**EXERCISE BRIEF**
Copy each of the items below word for word, leaving out the pictures.

**INPUT MATERIAL**
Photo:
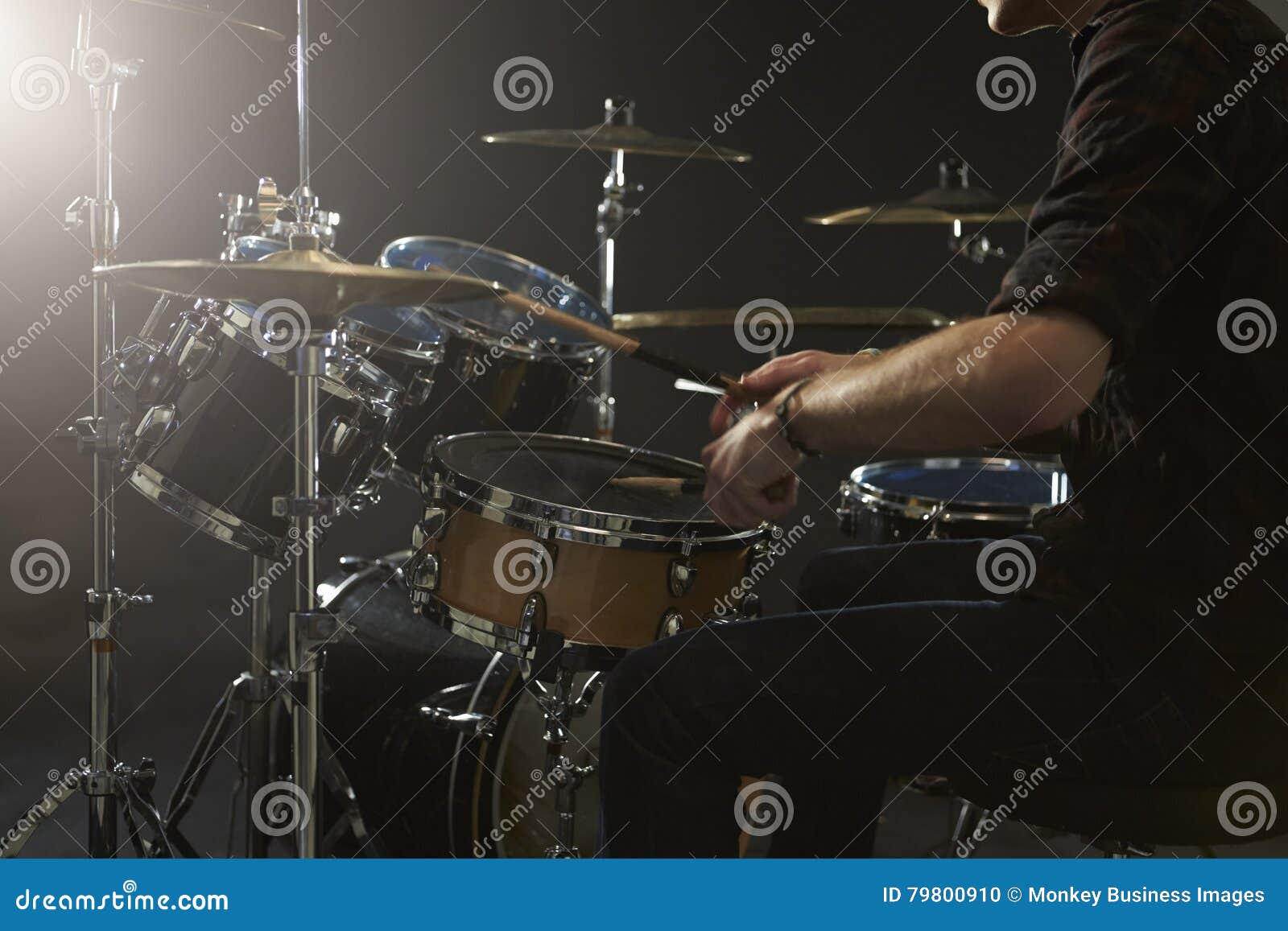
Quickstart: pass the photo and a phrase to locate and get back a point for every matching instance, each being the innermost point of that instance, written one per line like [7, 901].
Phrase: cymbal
[206, 13]
[607, 138]
[937, 205]
[321, 285]
[873, 317]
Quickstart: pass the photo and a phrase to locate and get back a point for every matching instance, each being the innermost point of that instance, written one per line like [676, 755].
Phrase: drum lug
[532, 618]
[682, 576]
[158, 422]
[670, 624]
[424, 579]
[341, 435]
[431, 528]
[199, 351]
[420, 389]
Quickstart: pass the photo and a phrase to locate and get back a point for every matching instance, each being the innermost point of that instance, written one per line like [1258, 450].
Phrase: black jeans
[866, 682]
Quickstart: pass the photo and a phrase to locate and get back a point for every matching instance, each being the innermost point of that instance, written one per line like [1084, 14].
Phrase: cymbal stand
[611, 216]
[106, 782]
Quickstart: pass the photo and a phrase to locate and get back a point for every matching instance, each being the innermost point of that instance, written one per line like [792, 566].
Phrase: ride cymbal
[871, 317]
[609, 138]
[321, 285]
[206, 13]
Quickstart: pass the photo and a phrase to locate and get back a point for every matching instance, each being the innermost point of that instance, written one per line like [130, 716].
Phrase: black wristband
[785, 420]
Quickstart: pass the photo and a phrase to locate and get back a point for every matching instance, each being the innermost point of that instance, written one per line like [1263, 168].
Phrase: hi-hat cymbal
[609, 138]
[937, 205]
[322, 286]
[871, 317]
[206, 13]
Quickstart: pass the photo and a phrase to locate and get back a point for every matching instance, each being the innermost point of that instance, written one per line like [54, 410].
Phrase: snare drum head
[570, 473]
[518, 274]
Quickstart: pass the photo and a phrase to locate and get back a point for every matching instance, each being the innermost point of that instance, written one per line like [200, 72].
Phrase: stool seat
[1170, 815]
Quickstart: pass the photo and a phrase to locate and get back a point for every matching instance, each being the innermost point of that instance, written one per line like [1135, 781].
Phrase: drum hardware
[616, 135]
[107, 783]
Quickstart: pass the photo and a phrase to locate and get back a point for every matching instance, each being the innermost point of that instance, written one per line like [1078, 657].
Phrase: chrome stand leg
[259, 690]
[611, 216]
[311, 628]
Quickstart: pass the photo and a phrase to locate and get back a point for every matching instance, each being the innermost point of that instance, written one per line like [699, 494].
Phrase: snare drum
[213, 444]
[526, 534]
[478, 365]
[948, 497]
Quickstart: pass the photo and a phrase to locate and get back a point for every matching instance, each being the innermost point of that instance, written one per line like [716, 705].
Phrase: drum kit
[279, 386]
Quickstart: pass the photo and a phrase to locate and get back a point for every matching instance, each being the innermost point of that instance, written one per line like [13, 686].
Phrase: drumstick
[630, 347]
[675, 487]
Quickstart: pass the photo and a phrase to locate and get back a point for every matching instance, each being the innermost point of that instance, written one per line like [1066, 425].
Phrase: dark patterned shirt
[1166, 227]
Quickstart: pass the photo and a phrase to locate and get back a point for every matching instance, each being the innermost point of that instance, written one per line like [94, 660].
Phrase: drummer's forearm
[963, 386]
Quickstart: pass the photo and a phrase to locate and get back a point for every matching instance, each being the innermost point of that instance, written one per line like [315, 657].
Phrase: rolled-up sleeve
[1137, 184]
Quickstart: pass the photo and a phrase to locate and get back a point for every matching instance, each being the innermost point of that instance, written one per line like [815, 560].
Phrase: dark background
[401, 96]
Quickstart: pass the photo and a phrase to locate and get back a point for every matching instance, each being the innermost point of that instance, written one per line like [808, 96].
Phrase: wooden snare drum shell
[598, 595]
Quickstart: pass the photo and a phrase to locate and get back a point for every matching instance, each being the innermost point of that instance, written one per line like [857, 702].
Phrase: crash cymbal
[321, 285]
[607, 138]
[937, 205]
[871, 317]
[206, 13]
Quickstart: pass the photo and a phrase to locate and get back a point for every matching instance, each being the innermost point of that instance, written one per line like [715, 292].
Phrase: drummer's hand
[750, 473]
[778, 373]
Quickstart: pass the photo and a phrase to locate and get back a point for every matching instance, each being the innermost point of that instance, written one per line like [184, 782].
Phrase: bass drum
[424, 789]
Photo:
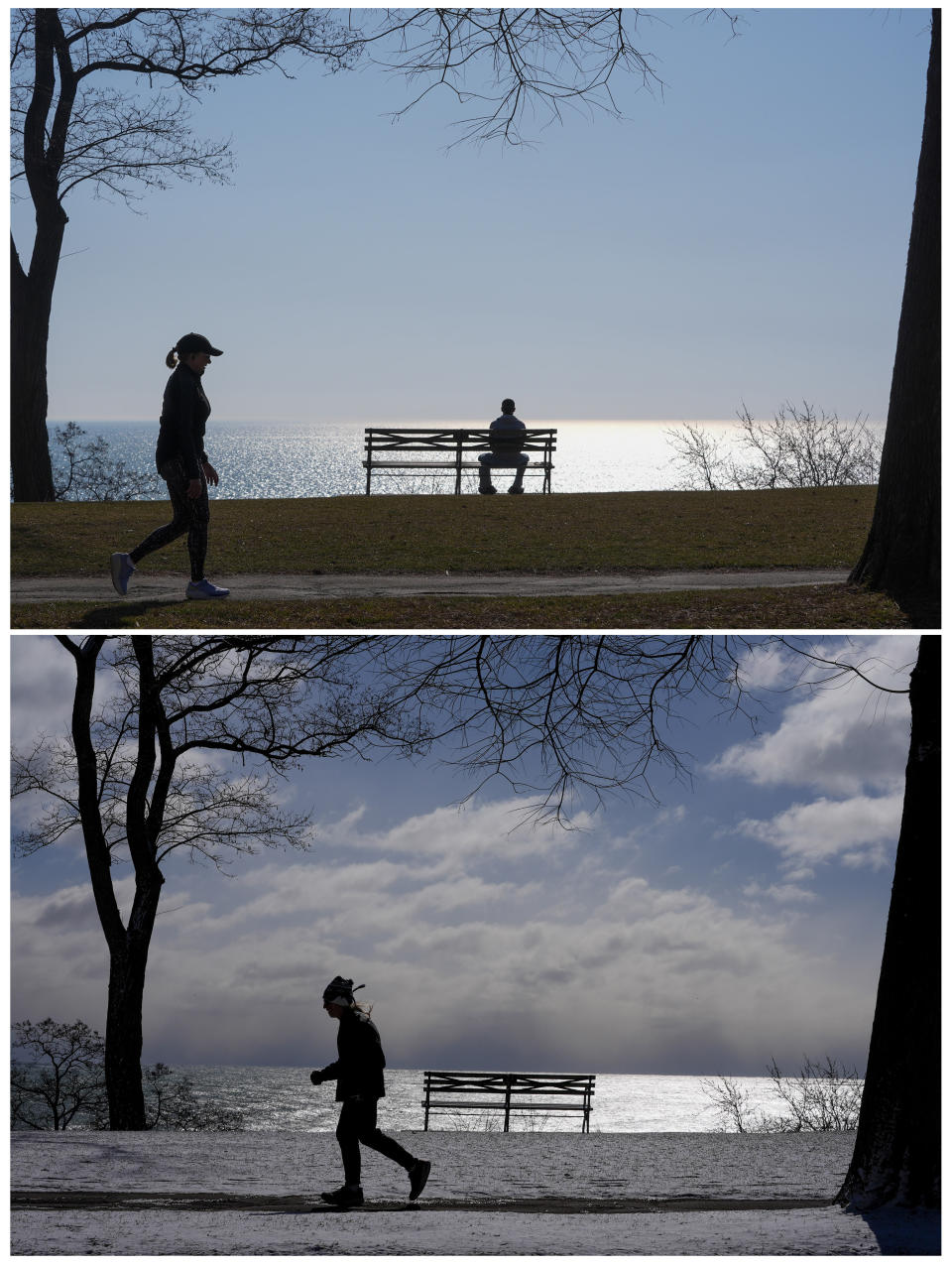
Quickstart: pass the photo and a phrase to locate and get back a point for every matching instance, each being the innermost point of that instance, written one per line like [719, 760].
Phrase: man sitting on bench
[504, 443]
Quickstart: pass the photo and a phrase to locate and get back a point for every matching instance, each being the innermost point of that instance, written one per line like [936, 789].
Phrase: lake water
[284, 1098]
[305, 458]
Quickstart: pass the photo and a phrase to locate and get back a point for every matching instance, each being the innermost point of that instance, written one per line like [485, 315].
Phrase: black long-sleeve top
[360, 1062]
[181, 429]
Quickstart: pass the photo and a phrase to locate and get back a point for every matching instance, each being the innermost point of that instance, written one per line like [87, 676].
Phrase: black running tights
[358, 1125]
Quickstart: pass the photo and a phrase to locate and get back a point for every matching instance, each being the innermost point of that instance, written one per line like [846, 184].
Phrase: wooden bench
[508, 1093]
[448, 451]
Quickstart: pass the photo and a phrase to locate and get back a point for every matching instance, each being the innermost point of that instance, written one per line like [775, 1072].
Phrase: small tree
[171, 1103]
[797, 448]
[60, 1080]
[822, 1096]
[64, 1084]
[85, 471]
[136, 779]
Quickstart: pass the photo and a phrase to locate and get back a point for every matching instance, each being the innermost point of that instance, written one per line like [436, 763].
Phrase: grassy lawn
[810, 607]
[577, 532]
[572, 532]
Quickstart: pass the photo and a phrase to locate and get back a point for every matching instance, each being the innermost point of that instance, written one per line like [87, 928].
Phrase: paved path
[259, 1204]
[323, 585]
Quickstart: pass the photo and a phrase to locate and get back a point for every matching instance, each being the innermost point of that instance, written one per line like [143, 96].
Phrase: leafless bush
[62, 1084]
[797, 448]
[822, 1096]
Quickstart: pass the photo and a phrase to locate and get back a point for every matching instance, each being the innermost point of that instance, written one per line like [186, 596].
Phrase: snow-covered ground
[468, 1167]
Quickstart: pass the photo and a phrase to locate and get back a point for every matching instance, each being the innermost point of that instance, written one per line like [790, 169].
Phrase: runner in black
[183, 465]
[360, 1084]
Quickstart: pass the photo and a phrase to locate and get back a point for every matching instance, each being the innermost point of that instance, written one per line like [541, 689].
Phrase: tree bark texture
[128, 945]
[32, 289]
[902, 552]
[896, 1157]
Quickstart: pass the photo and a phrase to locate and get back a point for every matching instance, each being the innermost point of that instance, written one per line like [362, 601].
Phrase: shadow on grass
[118, 616]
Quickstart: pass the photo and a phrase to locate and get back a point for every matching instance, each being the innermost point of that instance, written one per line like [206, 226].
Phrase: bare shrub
[797, 448]
[822, 1096]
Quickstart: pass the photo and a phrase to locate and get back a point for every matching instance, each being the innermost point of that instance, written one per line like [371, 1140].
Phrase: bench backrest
[468, 440]
[526, 1083]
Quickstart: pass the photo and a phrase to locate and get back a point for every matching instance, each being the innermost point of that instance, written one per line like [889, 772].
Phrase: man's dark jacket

**TASK ANSWER**
Photo:
Quickstart: pass the photo and a phrase to locate and get back a point for every matching instance, each being the innermost point of that instance, written one per line like [7, 901].
Phrase: cymbal
[206, 13]
[607, 138]
[937, 205]
[321, 285]
[873, 317]
Quickstart: pass the photo and a phrase to locate and get back a point for every matching instance, each being the innermost point of that instance, written one per line like [676, 755].
Phrase: drum lug
[532, 618]
[682, 576]
[158, 422]
[670, 624]
[424, 579]
[341, 435]
[431, 528]
[199, 351]
[420, 389]
Quickstart: pass the photo and a phrase to locate and get back a point for every matching instance, each being the innermost point of that instance, written one per line like [1258, 450].
Phrase: black jeans
[866, 682]
Quickstart: pass the photo and a phrase to locate and get back a point for every matching instance, each being the innermost point of that instance, written one per line like [1084, 14].
Phrase: cymbal stand
[611, 216]
[106, 782]
Quickstart: pass the photo and a phrase to locate and get back a point for every matching instance, each being the innermost point of that instance, written one per line like [792, 566].
Phrase: ride cymbal
[871, 317]
[609, 138]
[321, 285]
[206, 13]
Quickstart: pass the photo and a phrase to locate and get back a point for every matching instance, each being the innermost point of that instance, written one per line like [130, 716].
Phrase: black wristband
[785, 420]
Quickstart: pass the photo and a phrase to locate and get back a point for every matching instance, each being the innermost point of that instance, written one per line like [1263, 168].
Phrase: hi-hat cymbal
[609, 138]
[937, 205]
[322, 286]
[871, 317]
[206, 13]
Quickstart: pass the photo and a phrase to locate and get back a point for every matching instance, each being the innermost point of that instance, written one per line like [54, 410].
Phrase: snare drum head
[570, 473]
[518, 274]
Quickstart: pass the photo and a phrase to locate and get back a point for every matching instance, each being the innermost point of that instance, written one per line like [200, 72].
Phrase: stool seat
[1170, 815]
Quickstart: pass the photo and a phrase to locate and get back a point for every matching instance, each being the innermost point of that instance, written one per line like [1135, 781].
Phrase: drum hardware
[616, 135]
[107, 783]
Quickstart: pass the photo and a phrase to locate and get back a point for every matching instance, each being the innermost point of that instance, written one per line like [1078, 657].
Phrase: chrome stand leg
[259, 690]
[611, 216]
[311, 628]
Quickstart: pass the photo and a phrase to locate and get back a point for every matching instance, each being the innermost point of that instance, written one per line like [699, 494].
Phrase: snare drum
[213, 444]
[526, 534]
[478, 365]
[948, 497]
Quickstart: pass the photo and a phrase to locate and get back a point for every matching instance, each being the innermost point of that instance, written one per line like [716, 705].
Phrase: drum kit
[279, 386]
Quickstart: pass the photo and a phrase to locate and get back a point for every matching instance, each being the innermost point of that instance, written one per line like [13, 686].
Phrase: drumstick
[630, 347]
[675, 487]
Quickstart: pass the photo and a phrase to locate and get back a point for every matching instance, each being the innermost point of that instance, written one per line like [1066, 425].
Phrase: dark patterned shirt
[1166, 227]
Quickstart: pass the photo and a phrase to locate and get back a point for every matching instance, each being the innermost point of that instance, written one per line like [94, 660].
Phrase: drummer's forearm
[963, 386]
Quickstart: pass the photo and a phrase to locate and get back a point for every matching instance, each being the innermost point of that instance, written one per line like [315, 657].
Phrase: rolled-up sleeve
[1137, 184]
Quickstart: pass the photo and a phrase to locate and get back a point for every matching instance, each being the innermost point of that instance, written one per line like [815, 560].
Phrase: dark background
[401, 96]
Quickstart: pass the photo and a phrase to locate and get back a point for every matching instance, each being the innermost point of that instance, written one per line like [808, 96].
Phrase: wooden snare drum shell
[598, 595]
Quickstart: pass the photo and a phrase to locate and get back a point for every matching instance, each being the innermost point of that instance, written one per line like [857, 702].
Phrase: crash cymbal
[321, 285]
[607, 138]
[937, 205]
[871, 317]
[206, 13]
Quickstart: pass the photo and a phrase to locate and get back a point for every matching instance, each being the innermost point of that instance, written one per line like [715, 292].
Phrase: drummer's hand
[750, 473]
[778, 373]
Quickstart: pass the photo and a phrase to locate and get back a point for every matching instance, each being the innermost point of that instance, written one per line like [184, 782].
Phrase: bass drum
[424, 789]
Photo:
Quickstart: pass the photo and a phrase to locate and get back a point for every matching instance, each being the innermost point of that instance, written one per line like [719, 760].
Phrase: man sitting on bench
[504, 443]
Quickstart: pass the photo and a phrase to locate and get back a point for every matching instance, each being the innermost point of that instance, written one per line like [936, 789].
Phrase: lake water
[284, 1098]
[305, 458]
Quickstart: pass the photo and a phrase to locate and get back a point for every matching instance, each being the innermost point of that instance, written one per line like [485, 315].
Phrase: black long-sleeve top
[360, 1062]
[181, 429]
Quickstart: pass the photo and a phrase to locate and get back a point for every matching instance, each being the innermost point of that instance, written one per line like [87, 676].
Phrase: black running tights
[358, 1125]
Quickstart: pass the photo and a phrase to locate and get back a point for every matching instance, each being the innermost point of that instance, written one per line like [846, 184].
Phrase: wooden bench
[508, 1093]
[448, 451]
Quickstart: pass the photo and a phrase to locate and get back a point for every matching instance, each being the innermost point of that instance, written one per line like [775, 1072].
Phrase: small tree
[171, 1103]
[797, 448]
[60, 1080]
[822, 1096]
[64, 1084]
[85, 471]
[136, 779]
Quickstart: pass the photo and a phrase to locate and get back a point for every matching instance, each being the innermost point of that instance, written one per line like [436, 763].
Phrase: grassy lawn
[810, 607]
[577, 532]
[572, 532]
Quickstart: pass the photo and a phrase to locate and get back a point for every matching instance, each being the innermost point of that instance, written one per line like [87, 928].
Phrase: paved path
[259, 1204]
[323, 585]
Quickstart: pass the photo and a phrase to locate and get back a point for every matching instance, each being the innermost point of that instance, written one per line like [143, 96].
Phrase: leafless bush
[62, 1084]
[797, 448]
[822, 1096]
Quickstart: pass the photo and a phrase to locate and get back a point for every matching instance, each being the innermost point of that instance, written one per line like [186, 596].
Phrase: snow-covered ground
[468, 1167]
Quickstart: pass the photo and a phrase to locate and get back a point for every matching instance, each being the innermost point of that instance, written one per line like [790, 169].
Phrase: runner in black
[183, 465]
[360, 1084]
Quickstart: pass the photo and a phrase to locate and get back a point for every matching instance, each being the innermost point of that instance, written one per line like [541, 689].
Phrase: tree bark texture
[128, 945]
[32, 289]
[902, 552]
[896, 1157]
Quickstart: pass the photo and a phrase to locate and get back a point for every matching instance, each being the innermost point of that instance, written one per line like [362, 601].
Phrase: shadow on grass
[118, 616]
Quickstart: pass the photo and a phrase to locate and get back a point for every matching instance, each being the innermost point of that instance, written one per line like [206, 226].
Phrase: bare shrub
[797, 448]
[822, 1096]
Quickstart: pass the photo and a phrase to locate and get back a point for every matching instance, each being the innermost point of that instance, written one per line like [371, 1140].
Phrase: bench backrest
[468, 440]
[526, 1083]
Quickstart: pass the photo and a phrase to locate and get back a point for every matching instance, each being the innermost point of that instance, written one per line like [889, 772].
Phrase: man's dark jacket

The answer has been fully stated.